FRAGMENTO DEL TEXTO –
================================
Pocas veces en la historia de nuestras letras se ha producido un desacuerdo más revelador entre el rigor documental y la ilusión ideológica que aquel suscitado con motivo de la publicación del opúsculo de César Herrera Cabral, La reinstalación de la Universidad Santo Tomás de Aquino en 1815 (1987). En dicha obra, escrita con la ponderación del erudito y la meticulosidad del documentalista, Herrera[i] afirma, sin reticencias, que la Universidad Primada de América fue clausurada en 1823 por el presidente haitiano Jean-Pierre Boyer, como consecuencia directa de la confiscación de los bienes eclesiásticos, la supresión del presupuesto público y el destierro forzoso del profesorado .
Sin embargo, en la presentación que encabeza la edición —suscrita por el entonces rector de la Universidad Autónoma de Santo Domingo, doctor Franklin Almeyda Rancier— se le enmienda la plana con ligereza impropia de quien funge como custodio de una
tradición académica. Para Almeyda [ii] el cierre no fue un acto deliberado de supresión, sino el resultado espontáneo del colapso colonial , exculpando explícitamente a los ocupantes haitianos de toda responsabilidad. Esta postura, que intenta minimizar la gravedad del hecho, coincide con la sostenida por el historiador Franklin J. Franco , quien, desde las trincheras de una historia militante y parcial, ha osado calificar a la Universidad colonial como un “baluarte académico de los sectores más atrasados”,[iii] justificando así su desaparición en nombre de una supuesta modernidad.
Frente a este revisionismo ideologizado, que sacrifica la verdad documental en el altar del presentismo[iv] , se yergue la autoridad de los historiadores dominicanos serios —César Herrera, Vetilio Alfau Durán, Emilio Rodríguez Demorizi— y, lo que es más contundente aún, el testimonio de los propios intelectuales haitianos. Edner Brutus, en su vasta obra Instruction publique en Haïti 1492–1945, admite sin ambages que, tras el cierre de liceos y escuelas en todo el territorio[v] , “brutalmente, durante este mismo año (1823), se cerró la Universidad de Santo Domingo” (pág. 90). Más adelante denuncia que dicha Universidad, por su raíz hispánica y su espíritu escolástico, fue objeto de persecución bajo el pretexto de combatir un supuesto “espíritu de casta” (pág. 116)[vi].
================================
FILAS –

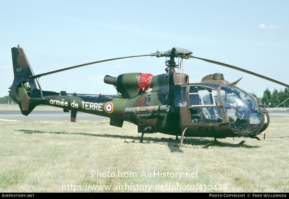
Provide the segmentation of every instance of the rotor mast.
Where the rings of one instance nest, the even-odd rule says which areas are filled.
[[[168,51],[160,52],[158,51],[155,53],[151,53],[151,56],[154,56],[157,57],[166,57],[170,58],[169,60],[166,60],[165,62],[167,67],[165,69],[166,71],[165,75],[168,75],[175,73],[175,68],[179,68],[179,65],[177,64],[175,61],[175,58],[180,57],[182,59],[188,59],[189,58],[189,56],[192,53],[192,52],[188,49],[175,47]]]

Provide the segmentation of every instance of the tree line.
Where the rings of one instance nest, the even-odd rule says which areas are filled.
[[[257,97],[254,93],[251,94],[259,100],[260,103],[266,107],[276,107],[282,103],[279,107],[289,107],[289,88],[285,88],[283,90],[280,89],[279,91],[276,88],[271,93],[268,88],[264,91],[263,96]],[[285,102],[283,102],[284,101]]]

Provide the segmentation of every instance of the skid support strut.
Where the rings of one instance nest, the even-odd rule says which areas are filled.
[[[149,129],[150,130],[151,130],[151,127],[148,127],[144,129],[144,130],[142,131],[142,137],[140,137],[140,143],[142,143],[142,139],[144,138],[144,132]]]
[[[188,129],[188,127],[186,127],[183,131],[183,133],[181,134],[181,143],[180,143],[180,144],[179,145],[179,147],[183,147],[183,146],[184,146],[184,142],[183,142],[183,141],[184,141],[184,136],[185,135],[185,132],[186,132],[186,131]]]

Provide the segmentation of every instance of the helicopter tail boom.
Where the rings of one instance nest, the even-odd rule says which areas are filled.
[[[11,49],[14,79],[9,94],[19,105],[21,113],[28,115],[41,103],[41,88],[36,79],[31,79],[33,71],[23,49]]]

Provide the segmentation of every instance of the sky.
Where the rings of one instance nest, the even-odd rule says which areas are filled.
[[[288,1],[0,0],[0,97],[14,79],[11,49],[23,48],[34,73],[174,47],[289,84]],[[165,73],[164,57],[102,62],[43,76],[42,90],[115,94],[106,75]],[[196,59],[183,61],[190,83],[223,73],[258,96],[285,87]],[[182,71],[181,71],[181,72]]]

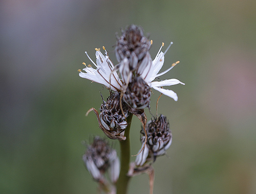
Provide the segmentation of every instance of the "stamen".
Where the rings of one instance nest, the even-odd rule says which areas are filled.
[[[108,55],[108,52],[106,52],[106,49],[105,48],[105,47],[102,46],[102,49],[103,49],[103,50],[104,50],[105,51],[105,55],[106,56],[109,56],[109,55]]]
[[[160,53],[160,51],[161,51],[161,50],[162,49],[162,48],[163,47],[163,46],[164,46],[164,43],[162,42],[162,46],[161,46],[161,47],[160,47],[160,48],[159,50],[158,51],[158,52],[157,53],[157,56],[156,56],[156,57],[157,57],[157,56],[158,56],[158,55],[159,54],[159,53]]]
[[[169,50],[169,49],[170,48],[170,46],[172,46],[172,45],[173,45],[174,43],[173,42],[170,42],[170,44],[169,45],[169,46],[168,46],[168,47],[167,48],[166,50],[165,50],[165,51],[164,51],[164,53],[163,53],[163,55],[164,55],[165,54],[165,53],[166,53],[167,51],[168,51],[168,50]]]
[[[169,71],[170,71],[172,69],[173,69],[174,66],[175,66],[176,64],[177,64],[179,62],[180,62],[180,61],[178,61],[172,64],[172,66],[170,67],[170,68],[168,69],[167,70],[164,71],[163,72],[162,72],[162,73],[159,73],[159,74],[157,74],[156,76],[156,77],[159,77],[159,76],[161,76],[161,75],[163,75],[163,74],[166,74],[167,72],[168,72]]]
[[[88,58],[90,59],[90,60],[91,61],[91,62],[92,62],[93,63],[93,64],[94,64],[94,66],[95,66],[95,67],[96,68],[98,68],[98,66],[97,66],[97,64],[96,64],[94,62],[93,62],[93,60],[92,60],[92,59],[89,57],[89,55],[88,55],[88,54],[87,54],[87,51],[85,52],[85,53],[87,55],[87,57],[88,57]]]

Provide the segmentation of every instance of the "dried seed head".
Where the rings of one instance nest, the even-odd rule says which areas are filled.
[[[131,61],[130,70],[136,70],[148,53],[151,41],[144,36],[142,29],[134,25],[128,26],[122,35],[117,38],[115,50],[117,60],[121,62],[125,58]],[[134,67],[135,64],[136,67]]]
[[[172,143],[173,135],[169,127],[166,117],[161,115],[157,119],[152,118],[146,125],[147,132],[147,144],[154,156],[161,156],[165,153]],[[141,130],[141,134],[144,131]],[[143,142],[144,135],[141,138]]]
[[[83,156],[83,162],[93,178],[96,181],[104,181],[103,174],[110,167],[113,171],[113,179],[117,180],[120,169],[117,161],[119,160],[116,151],[112,149],[106,140],[95,137],[93,143],[88,146],[87,151]],[[114,166],[116,167],[113,168]]]
[[[173,135],[169,127],[167,118],[161,115],[158,118],[153,118],[146,125],[147,134],[146,148],[142,154],[136,158],[135,163],[138,166],[142,166],[147,161],[155,161],[157,156],[163,155],[169,148],[173,138]],[[141,130],[142,135],[141,142],[145,140],[144,130]]]
[[[128,84],[123,100],[132,108],[143,109],[149,106],[151,96],[150,87],[139,76]]]
[[[112,93],[106,101],[103,100],[100,107],[99,118],[102,124],[113,136],[122,133],[127,123],[125,118],[129,115],[126,104],[122,100],[123,112],[120,105],[120,94],[118,92]],[[124,115],[123,114],[123,113]]]

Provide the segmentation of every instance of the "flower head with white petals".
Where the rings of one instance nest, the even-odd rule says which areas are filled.
[[[148,84],[148,85],[151,88],[157,90],[158,91],[161,92],[165,95],[173,98],[174,100],[177,101],[178,96],[175,92],[174,92],[172,90],[164,89],[161,87],[163,86],[170,86],[176,85],[178,83],[181,83],[182,85],[185,85],[185,83],[182,82],[177,79],[169,79],[160,81],[153,81],[156,78],[163,75],[168,72],[172,69],[173,69],[174,66],[180,62],[180,61],[177,61],[176,62],[173,63],[172,64],[172,66],[167,70],[162,73],[158,73],[159,72],[159,71],[163,67],[164,61],[164,55],[173,44],[173,42],[171,42],[164,53],[163,53],[161,51],[161,50],[162,49],[162,48],[164,44],[163,42],[162,43],[162,46],[157,53],[156,58],[155,58],[155,59],[153,60],[151,65],[145,67],[145,68],[144,69],[144,71],[140,76],[144,79],[144,81]]]
[[[83,63],[86,66],[85,68],[83,69],[83,70],[86,73],[79,70],[78,71],[80,72],[79,76],[103,84],[115,91],[120,91],[122,83],[117,73],[113,71],[114,64],[109,58],[104,47],[103,47],[103,49],[105,51],[105,56],[100,51],[99,49],[95,49],[96,51],[96,63],[89,57],[87,52],[86,52],[86,55],[96,69],[93,68],[91,65],[87,66],[85,63]]]

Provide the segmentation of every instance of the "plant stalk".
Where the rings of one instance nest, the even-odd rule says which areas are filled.
[[[130,130],[133,114],[127,117],[127,125],[124,131],[124,136],[126,137],[125,140],[119,140],[120,148],[121,152],[121,169],[119,178],[116,184],[117,194],[126,194],[128,187],[128,182],[130,178],[127,174],[130,167],[130,160],[131,157],[130,141]]]

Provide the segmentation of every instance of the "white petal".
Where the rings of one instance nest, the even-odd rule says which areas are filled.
================================
LO QUE SE PIDE – Reproduce textualmente el fragmento sobre el cierre de la Universidad de Santo Domingo desde "Pocas veces en" hasta "del profesorado .".

RESULTADO –
Pocas veces en la historia de nuestras letras se ha producido un desacuerdo más revelador entre el rigor documental y la ilusión ideológica que aquel suscitado con motivo de la publicación del opúsculo de César Herrera Cabral, La reinstalación de la Universidad Santo Tomás de Aquino en 1815 (1987). En dicha obra, escrita con la ponderación del erudito y la meticulosidad del documentalista, Herrera[i] afirma, sin reticencias, que la Universidad Primada de América fue clausurada en 1823 por el presidente haitiano Jean-Pierre Boyer, como consecuencia directa de la confiscación de los bienes eclesiásticos, la supresión del presupuesto público y el destierro forzoso del profesorado .